Instructions for the task - From the HVAC industry report below, write out word for word the stretch that begins at "Beyond the unitary" and ends after "the Census Bureau.".

Text section -
HVAC Industry Numbers Send Mixed Messages
May 21, 2007
ARLINGTON, Va. - Combined U.S. factory shipments of central air conditioners and air-source heat pumps for March totaled 636,199, up 65 percent from last month’s total, but down 12 percent from March 2006 shipments, according to the Air-Conditioning and Refrigeration Institute (ARI). Year-to-date combined U.S. factory shipments totaled 1.3 million, down 32 percent from the same period last year. Heat pump shipments for March totaled 195,470, up 43 percent from last month, but down 21 percent compared with March 2006 shipments. Year-to-date heat pump shipments totaled 449,123, down 22 percent from the same period last year.
Beyond the unitary reports, sheet steel prices and construction numbers are rising. Sheet steel prices have moved upward from $508 per ton in February and are expected to close at $600 per ton in June. Short supply, rising global prices, and a slowdown in imports are some of the factors that have contributed to the increase.
“In March, single-family homebuilding finally held steady and nonresidential construction boomed again,” said Ken Simonson, chief economist for the Associated General Contractors of America (AGC). Simonson was commenting on the April 30 construction spending report from the Census Bureau.
“Total construction spending rose 0.2 percent in March, seasonally adjusted, while the gain for February was revised from 0.3 percent to a huge 1.5 percent,” Simonson remarked. “New, private single-family construction edged up 0.1 percent for the month, though it was down 27 percent from a year ago.”
According to the AGC, private nonresidential surged 2.4 percent for the month and 17 percent year-over-year. Public construction was up 0.4 percent from February and 9 percent from March 2006. “For 2007 as a whole, I expect the biggest private gainers to be power- and energy-related projects, some of which the Census includes in manufacturing, lodging, and hospitals,” Simonson said. “The office market, along with some retail construction, will be dragged down by a continuing steep decline in new single-family construction. Public construction should remain modestly positive but will be pressured by rising costs for construction materials and components.”

Excerpts from a dataset
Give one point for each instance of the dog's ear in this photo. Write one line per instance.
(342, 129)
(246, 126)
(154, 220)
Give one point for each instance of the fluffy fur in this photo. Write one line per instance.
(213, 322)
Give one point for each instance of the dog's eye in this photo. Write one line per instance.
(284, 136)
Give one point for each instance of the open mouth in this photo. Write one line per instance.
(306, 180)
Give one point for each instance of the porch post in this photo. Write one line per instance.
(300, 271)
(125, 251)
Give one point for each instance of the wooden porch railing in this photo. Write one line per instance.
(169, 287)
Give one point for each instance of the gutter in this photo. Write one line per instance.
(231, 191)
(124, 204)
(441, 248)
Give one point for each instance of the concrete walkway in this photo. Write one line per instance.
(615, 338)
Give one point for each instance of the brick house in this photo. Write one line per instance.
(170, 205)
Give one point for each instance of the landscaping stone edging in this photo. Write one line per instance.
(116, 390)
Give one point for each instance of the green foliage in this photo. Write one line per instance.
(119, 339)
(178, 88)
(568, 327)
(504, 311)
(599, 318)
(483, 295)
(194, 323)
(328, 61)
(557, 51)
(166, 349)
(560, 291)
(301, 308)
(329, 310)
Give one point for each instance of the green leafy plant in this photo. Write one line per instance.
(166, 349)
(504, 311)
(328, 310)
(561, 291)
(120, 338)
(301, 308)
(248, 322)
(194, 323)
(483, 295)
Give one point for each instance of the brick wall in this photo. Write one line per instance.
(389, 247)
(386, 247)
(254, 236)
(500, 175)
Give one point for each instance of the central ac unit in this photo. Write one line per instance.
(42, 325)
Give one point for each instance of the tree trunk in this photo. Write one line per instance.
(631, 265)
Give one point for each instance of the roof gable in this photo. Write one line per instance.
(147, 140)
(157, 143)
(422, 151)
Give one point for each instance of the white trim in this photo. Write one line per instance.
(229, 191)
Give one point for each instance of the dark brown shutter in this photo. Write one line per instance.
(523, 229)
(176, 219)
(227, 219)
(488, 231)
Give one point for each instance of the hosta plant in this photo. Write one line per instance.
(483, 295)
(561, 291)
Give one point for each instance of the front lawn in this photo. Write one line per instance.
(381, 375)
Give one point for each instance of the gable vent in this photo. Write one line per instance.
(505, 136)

Worked solution -
Beyond the unitary reports, sheet steel prices and construction numbers are rising. Sheet steel prices have moved upward from $508 per ton in February and are expected to close at $600 per ton in June. Short supply, rising global prices, and a slowdown in imports are some of the factors that have contributed to the increase.
“In March, single-family homebuilding finally held steady and nonresidential construction boomed again,” said Ken Simonson, chief economist for the Associated General Contractors of America (AGC). Simonson was commenting on the April 30 construction spending report from the Census Bureau.